■ **TASKS TO COMPLETE**:
1. In the essential oils excerpt, what did the writer watch someone put on a child in place of DEET?
2. Transcribe the essential oils excerpt word for word, from "Constantly facing the" to "it is hard!".

■ **TEXT EXCERPT**:
• • • • • • •
Constantly facing the skepticism about the ability of the essential oils to heal. I decided long ago that I was not here to convince anyone of anything…I was here as a resource for those who were seeking. However, though that helps a lot, there is still the skepticism that those you work with face from their families, friends and colleagues. It is a constant battle. And, when they DO work in a very visible, positive way…there are still those who say….”How do I know it was the OIL that helped?? Maybe it was something else! Maybe it just healed on its own.” I am learning to “let that go”, but it is hard!
What is most rewarding?
Seeing the incredible change in people once they start using the oils on a regular basis. They are healthier, they are happier, they have a joy and a positive glow to them. And they say…”my life has changed for the better because of the oils.” That is incredibly rewarding. Watching someone put Eucalyptus lemon on their child to ward off mosquitos instead of DEET….that is rewarding. Having a young man walk up to me at a holistic expo…no eye contact, kind of “disconnected looking”…asking me to suggest an oil, watching him put some on his heart and the top of his head…and seeing him come back an hour later…engaged, smiling, energized…to tell me THANK YOU. That memory still brings tears to my eyes. Hearing stories of people who were able to avoid going to the emergency room because they knew how to use their oils to effectively address a situation…that is rewarding. Watching people TAKE RESPONSIBILITY FOR THEIR OWN HEALTH is hugely rewarding. So, yes, this field certainly has its share of rewards!
• • • • • • •
■ **DATA SECTION**:

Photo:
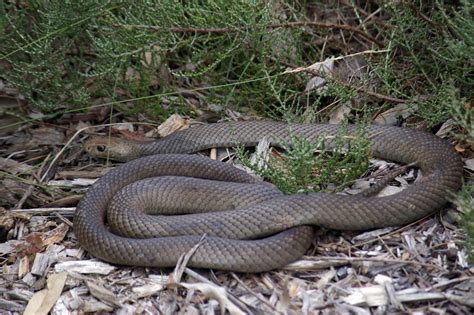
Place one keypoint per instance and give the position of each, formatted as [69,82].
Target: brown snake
[255,228]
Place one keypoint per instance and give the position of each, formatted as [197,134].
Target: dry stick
[353,87]
[230,296]
[264,301]
[357,259]
[44,211]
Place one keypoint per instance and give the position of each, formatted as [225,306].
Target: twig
[357,259]
[43,211]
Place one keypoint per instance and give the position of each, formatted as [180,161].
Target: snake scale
[254,227]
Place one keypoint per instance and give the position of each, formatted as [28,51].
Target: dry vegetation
[64,80]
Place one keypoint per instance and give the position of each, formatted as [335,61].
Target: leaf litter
[418,267]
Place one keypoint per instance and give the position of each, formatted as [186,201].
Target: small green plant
[310,166]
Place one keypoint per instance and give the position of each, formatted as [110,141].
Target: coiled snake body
[255,228]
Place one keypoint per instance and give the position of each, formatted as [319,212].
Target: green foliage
[310,166]
[431,46]
[56,48]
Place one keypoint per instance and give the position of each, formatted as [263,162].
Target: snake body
[255,227]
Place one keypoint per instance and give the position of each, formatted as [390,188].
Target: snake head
[116,149]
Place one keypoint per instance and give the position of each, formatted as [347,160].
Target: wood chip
[85,267]
[42,301]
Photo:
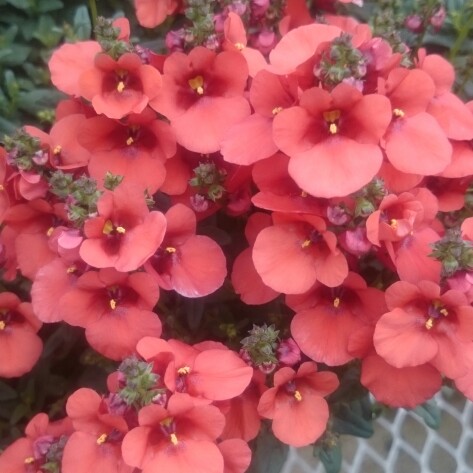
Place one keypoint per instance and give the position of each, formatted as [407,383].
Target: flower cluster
[337,175]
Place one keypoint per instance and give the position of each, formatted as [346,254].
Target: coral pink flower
[118,88]
[20,347]
[193,265]
[114,308]
[202,96]
[135,149]
[96,444]
[297,251]
[213,374]
[296,404]
[151,13]
[41,447]
[178,439]
[410,92]
[323,331]
[430,327]
[326,135]
[245,279]
[125,233]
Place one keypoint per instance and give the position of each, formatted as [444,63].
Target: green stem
[93,12]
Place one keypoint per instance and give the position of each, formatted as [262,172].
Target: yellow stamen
[107,228]
[397,112]
[331,116]
[184,370]
[197,84]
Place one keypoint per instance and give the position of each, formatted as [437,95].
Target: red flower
[20,347]
[177,439]
[296,404]
[118,88]
[297,251]
[323,330]
[326,136]
[192,265]
[96,444]
[429,326]
[202,96]
[125,233]
[115,309]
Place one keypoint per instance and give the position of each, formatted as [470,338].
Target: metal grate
[402,443]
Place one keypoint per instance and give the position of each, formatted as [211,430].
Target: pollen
[306,243]
[197,84]
[397,112]
[107,228]
[121,86]
[184,370]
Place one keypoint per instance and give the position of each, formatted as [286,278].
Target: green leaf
[47,32]
[44,6]
[430,413]
[20,4]
[38,99]
[7,392]
[16,56]
[269,454]
[330,456]
[82,23]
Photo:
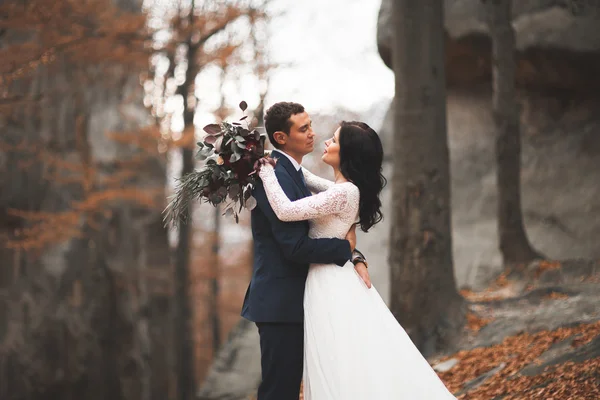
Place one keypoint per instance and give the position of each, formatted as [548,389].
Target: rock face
[555,306]
[561,152]
[79,317]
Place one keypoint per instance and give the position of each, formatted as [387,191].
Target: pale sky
[332,47]
[329,55]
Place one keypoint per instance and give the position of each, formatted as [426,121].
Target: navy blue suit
[274,300]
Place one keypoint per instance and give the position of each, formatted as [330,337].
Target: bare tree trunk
[424,297]
[186,382]
[214,283]
[514,243]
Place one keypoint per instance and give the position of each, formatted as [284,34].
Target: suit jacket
[282,254]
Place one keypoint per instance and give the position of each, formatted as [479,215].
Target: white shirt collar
[293,161]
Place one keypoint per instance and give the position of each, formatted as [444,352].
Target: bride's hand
[264,161]
[361,270]
[351,237]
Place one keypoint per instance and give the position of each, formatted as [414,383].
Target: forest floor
[533,334]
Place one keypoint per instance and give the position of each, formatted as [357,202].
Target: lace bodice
[330,213]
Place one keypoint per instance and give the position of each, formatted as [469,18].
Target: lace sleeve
[331,201]
[315,183]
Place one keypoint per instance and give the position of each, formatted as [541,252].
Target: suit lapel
[289,167]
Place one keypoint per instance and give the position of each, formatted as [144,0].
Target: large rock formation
[79,317]
[558,56]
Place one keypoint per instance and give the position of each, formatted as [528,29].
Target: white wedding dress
[354,349]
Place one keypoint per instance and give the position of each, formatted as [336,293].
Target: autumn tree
[82,186]
[202,34]
[513,241]
[424,297]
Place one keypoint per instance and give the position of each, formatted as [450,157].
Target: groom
[282,254]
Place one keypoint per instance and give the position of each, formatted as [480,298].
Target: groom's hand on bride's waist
[361,270]
[351,237]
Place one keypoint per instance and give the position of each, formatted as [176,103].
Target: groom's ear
[280,137]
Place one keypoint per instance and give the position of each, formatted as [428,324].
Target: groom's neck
[297,157]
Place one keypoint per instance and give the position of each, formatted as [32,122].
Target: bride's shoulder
[346,187]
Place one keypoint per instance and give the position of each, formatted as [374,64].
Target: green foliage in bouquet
[229,151]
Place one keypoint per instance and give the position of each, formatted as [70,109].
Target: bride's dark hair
[361,159]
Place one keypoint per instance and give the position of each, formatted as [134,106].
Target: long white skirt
[354,349]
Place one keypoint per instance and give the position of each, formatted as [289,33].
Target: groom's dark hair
[277,118]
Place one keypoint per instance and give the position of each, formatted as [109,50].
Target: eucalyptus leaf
[218,144]
[210,139]
[212,129]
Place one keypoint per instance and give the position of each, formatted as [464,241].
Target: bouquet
[230,151]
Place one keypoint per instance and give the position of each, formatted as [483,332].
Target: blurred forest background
[488,110]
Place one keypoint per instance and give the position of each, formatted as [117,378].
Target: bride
[354,349]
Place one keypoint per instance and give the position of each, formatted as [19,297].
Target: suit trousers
[282,360]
• • • • • • •
■ **ANSWERS PROVIDED**:
1. Eucalyptus lemon, to ward off mosquitos.

2.
Constantly facing the skepticism about the ability of the essential oils to heal. I decided long ago that I was not here to convince anyone of anything…I was here as a resource for those who were seeking. However, though that helps a lot, there is still the skepticism that those you work with face from their families, friends and colleagues. It is a constant battle. And, when they DO work in a very visible, positive way…there are still those who say….”How do I know it was the OIL that helped?? Maybe it was something else! Maybe it just healed on its own.” I am learning to “let that go”, but it is hard!